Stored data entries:
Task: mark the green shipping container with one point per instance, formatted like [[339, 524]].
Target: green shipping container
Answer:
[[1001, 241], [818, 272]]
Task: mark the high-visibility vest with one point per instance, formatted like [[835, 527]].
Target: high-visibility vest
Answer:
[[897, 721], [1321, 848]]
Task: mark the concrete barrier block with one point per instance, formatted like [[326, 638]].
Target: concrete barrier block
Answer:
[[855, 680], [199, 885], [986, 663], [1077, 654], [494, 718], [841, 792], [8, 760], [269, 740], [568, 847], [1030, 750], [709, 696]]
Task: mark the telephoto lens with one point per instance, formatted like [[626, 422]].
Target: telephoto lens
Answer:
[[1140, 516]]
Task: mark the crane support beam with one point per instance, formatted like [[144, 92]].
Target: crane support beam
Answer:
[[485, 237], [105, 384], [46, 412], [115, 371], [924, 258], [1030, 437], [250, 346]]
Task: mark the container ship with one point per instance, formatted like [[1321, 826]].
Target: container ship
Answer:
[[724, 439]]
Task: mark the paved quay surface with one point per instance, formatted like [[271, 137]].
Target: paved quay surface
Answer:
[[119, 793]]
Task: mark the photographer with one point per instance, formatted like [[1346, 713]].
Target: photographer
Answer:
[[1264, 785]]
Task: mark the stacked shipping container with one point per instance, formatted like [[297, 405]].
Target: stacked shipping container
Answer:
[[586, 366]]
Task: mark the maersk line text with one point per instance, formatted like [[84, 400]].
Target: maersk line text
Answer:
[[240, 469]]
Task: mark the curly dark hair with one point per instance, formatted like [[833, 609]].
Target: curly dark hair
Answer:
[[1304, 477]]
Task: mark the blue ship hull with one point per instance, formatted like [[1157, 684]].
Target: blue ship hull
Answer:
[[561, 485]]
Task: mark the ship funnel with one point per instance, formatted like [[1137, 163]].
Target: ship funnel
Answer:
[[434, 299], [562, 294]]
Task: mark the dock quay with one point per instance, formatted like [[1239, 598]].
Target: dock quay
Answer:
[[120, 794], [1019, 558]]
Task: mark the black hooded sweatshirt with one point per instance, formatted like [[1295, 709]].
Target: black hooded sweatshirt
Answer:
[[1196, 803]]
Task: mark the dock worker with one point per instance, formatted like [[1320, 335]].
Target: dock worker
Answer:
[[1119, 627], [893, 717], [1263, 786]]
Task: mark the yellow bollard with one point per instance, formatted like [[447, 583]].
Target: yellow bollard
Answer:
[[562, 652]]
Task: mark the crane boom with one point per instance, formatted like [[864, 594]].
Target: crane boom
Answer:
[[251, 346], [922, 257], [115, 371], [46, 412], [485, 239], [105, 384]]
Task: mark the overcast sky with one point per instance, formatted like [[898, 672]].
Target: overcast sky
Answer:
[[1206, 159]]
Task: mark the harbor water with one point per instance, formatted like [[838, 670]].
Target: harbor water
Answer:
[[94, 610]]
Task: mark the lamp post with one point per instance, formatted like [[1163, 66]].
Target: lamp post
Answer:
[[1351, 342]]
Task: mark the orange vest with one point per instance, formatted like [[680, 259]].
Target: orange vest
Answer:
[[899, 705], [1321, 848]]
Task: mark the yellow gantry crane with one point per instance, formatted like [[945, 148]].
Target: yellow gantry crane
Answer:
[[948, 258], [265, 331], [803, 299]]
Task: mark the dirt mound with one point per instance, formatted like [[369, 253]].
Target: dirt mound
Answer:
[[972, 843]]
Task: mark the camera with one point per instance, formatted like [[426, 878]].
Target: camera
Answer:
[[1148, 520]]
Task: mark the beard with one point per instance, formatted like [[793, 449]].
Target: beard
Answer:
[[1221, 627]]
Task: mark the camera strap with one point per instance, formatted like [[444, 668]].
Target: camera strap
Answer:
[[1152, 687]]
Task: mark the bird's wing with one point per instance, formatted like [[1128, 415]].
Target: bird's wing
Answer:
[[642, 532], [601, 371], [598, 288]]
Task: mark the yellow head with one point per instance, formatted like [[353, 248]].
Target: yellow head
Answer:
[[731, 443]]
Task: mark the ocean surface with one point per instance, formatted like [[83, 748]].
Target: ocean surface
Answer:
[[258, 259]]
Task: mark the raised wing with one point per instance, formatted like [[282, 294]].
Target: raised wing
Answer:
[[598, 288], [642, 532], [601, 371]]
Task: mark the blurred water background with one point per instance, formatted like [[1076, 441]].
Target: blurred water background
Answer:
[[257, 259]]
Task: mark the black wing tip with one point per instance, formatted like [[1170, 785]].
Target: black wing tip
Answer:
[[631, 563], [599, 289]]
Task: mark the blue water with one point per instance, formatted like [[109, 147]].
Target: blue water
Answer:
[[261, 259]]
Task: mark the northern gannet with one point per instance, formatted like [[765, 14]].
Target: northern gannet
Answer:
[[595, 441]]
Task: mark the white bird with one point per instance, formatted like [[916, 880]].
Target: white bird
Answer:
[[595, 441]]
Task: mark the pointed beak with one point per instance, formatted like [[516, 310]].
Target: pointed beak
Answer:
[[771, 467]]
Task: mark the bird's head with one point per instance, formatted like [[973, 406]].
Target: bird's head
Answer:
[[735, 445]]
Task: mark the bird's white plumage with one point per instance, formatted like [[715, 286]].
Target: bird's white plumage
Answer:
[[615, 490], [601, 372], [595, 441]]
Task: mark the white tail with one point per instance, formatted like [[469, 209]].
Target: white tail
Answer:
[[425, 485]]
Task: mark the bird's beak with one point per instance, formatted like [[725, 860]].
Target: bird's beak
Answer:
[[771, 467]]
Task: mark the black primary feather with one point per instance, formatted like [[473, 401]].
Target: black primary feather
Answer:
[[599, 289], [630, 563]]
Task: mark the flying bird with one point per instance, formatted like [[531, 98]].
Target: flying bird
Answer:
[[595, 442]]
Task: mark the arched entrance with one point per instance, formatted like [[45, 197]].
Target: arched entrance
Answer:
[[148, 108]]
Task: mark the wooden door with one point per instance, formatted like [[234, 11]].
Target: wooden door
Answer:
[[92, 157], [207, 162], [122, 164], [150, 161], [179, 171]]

* [PROBLEM]: Please tally the lines of the entries that contain the string "pointed" and reply with the count alone.

* [YOUR RESPONSE]: 2